Text segment:

Improving the Mass Ave / Memorial Drive Intersection

Summary  With a new intersection layout and revised signal timing at Mass. Ave. and Memorial Drive, through traffic can be reduced to a single lane per direction, creating space for new bike lanes, a bus lane, and protecting bikes from a heavy right turn flow.  With clever signal phasing and coordination with nearby signals, cycle length can be reduced from 110 s to 70 s. Result:  45% less delay for pedestrians, 45% less delay for vehicles, priority for buses, better safety for bikes. Watch the simulation video!

Mass Ave & Memorial Drive in Cambridge needs a bus lane, bike lanes, and protection (in time) between bikes and heavy right turning traffic. More specifically:

  1. Cambridge is required by ordinance to extend its protected bike lanes all the way to Mem Drive.
  2. Cambridge wishes to extend its southbound bus lane all the way to Mem Drive (thus reducing southbound through traffic to a single lane)
  3. The high northbound right turn volume from the Mass Ave bridge onto Memorial Drive creates a constant “right hook” safety hazard with northbound bikes continuing through. Bike safety demands separating these movements in time, which in turn demands a dedicated right turn lane and therefore a single lane for through traffic northbound.
  4. The long signal cycle, together with pushbuttons that pedestrians often neglect to push, results in many pedestrians crossing against the light. The heavy pedestrian and bike demand on the Charles River path demands a good level of service. Because of the long signal cycle (110 s), average delay there is now 44 s, which is too long.
  5. Historic lack of cooperation between the City and DCR means that the signal at Mass Av & Mem Drive (cycle length = 110 s) is not coordinated with the (very) nearby signal at Mass Av & Amherst Street (cycle length = 83 s). Surpisingly, the Mass / Amherst intersection also isn’t coordinated with the nearby signalized crossing at 77 Mass Ave (cycle length = 90 s). That lack of coordination (which requires a common cycle length) leads to spillback queues that create capacity bottlenecks.

With clever intersection design and signal coordination, is it possible to make the needed changes and still provide good service to intersection users? This was the challenge to my students in Fall, 2021 in CIVE 7382, Advanced Traffic Control and Simulation. Hat tip to Ari Ofsevit who suggested this challenge and identifed some inefficiencies in the existing signal timing plan that made it appear feasible.

Exercises to complete:
(a) What signal cycle lengths does the Mass Ave / Memorial Drive text state? List each one with the signal or plan it applies to.
(b) From the Mass Ave / Memorial Drive text, extract the passage starting at "Improving the Mass" and ending at "the simulation video!", word for word.

Supplied material:
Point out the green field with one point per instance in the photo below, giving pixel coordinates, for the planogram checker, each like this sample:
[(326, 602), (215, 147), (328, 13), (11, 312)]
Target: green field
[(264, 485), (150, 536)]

Completed exercise:
(a)
- 110 s: the current signal at Mass Ave & Memorial Drive
- 70 s: the reduced cycle length for Mass Ave & Memorial Drive under the new layout and signal timing
- 83 s: the signal at Mass Av & Amherst Street
- 90 s: the signalized crossing at 77 Mass Ave

(b)
Improving the Mass Ave / Memorial Drive Intersection

Summary  With a new intersection layout and revised signal timing at Mass. Ave. and Memorial Drive, through traffic can be reduced to a single lane per direction, creating space for new bike lanes, a bus lane, and protecting bikes from a heavy right turn flow.  With clever signal phasing and coordination with nearby signals, cycle length can be reduced from 110 s to 70 s. Result:  45% less delay for pedestrians, 45% less delay for vehicles, priority for buses, better safety for bikes. Watch the simulation video!